What the exercise asks: Please rewrite the passage on postwar occupations, everything from "The US (Allied)" down to "the Japanese economy.", and put "Tokyo" in place of "Manila".

Text under study:
########

After WW2 (1945) the Allies occupied Germany till 1949, when both the Federal Republic (West Germany) and the Democratic Republic (East Germany) were set up as a result of the breakdown of cooperation between the NATO powers and the Soviet Union (Stalin). The Allied occupiers oversaw the running of Germany (in four major sectors: British, French, Russian, US), and the de-nazification programs, and war crimes trials. Allied troops remained in West Germany until 1955, their numbers being reduced over time, and after that mainly US troops remained in US (a.k.a. NATO) bases (till today).
The US (Allied) occupation of Japan after WW2 lasted from 1945 to 1952. The U.S. governance of occupied Japan transformed the entire form of government (to a parliamentary democracy), and in conjunction with other Allies (British, Indian, French, Australian, Nationalist Chinese, Philippine) war crimes tribunals (of Japanese militarists) were held in Manila. The U.S. kept bases in Japan (to this day), and as the Korean War had started in 1950, the U.S. pumped huge amounts of money into Japan as its platform from which to launch attacks on the Korean peninsula, which US spending kick-started the rapid growth of the Japanese economy.

########

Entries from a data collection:
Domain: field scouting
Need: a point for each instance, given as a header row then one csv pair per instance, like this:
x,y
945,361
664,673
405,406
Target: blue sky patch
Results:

########

Worked solution:
The US (Allied) occupation of Japan after WW2 lasted from 1945 to 1952. The U.S. governance of occupied Japan transformed the entire form of government (to a parliamentary democracy), and in conjunction with other Allies (British, Indian, French, Australian, Nationalist Chinese, Philippine) war crimes tribunals (of Japanese militarists) were held in Tokyo. The U.S. kept bases in Japan (to this day), and as the Korean War had started in 1950, the U.S. pumped huge amounts of money into Japan as its platform from which to launch attacks on the Korean peninsula, which US spending kick-started the rapid growth of the Japanese economy.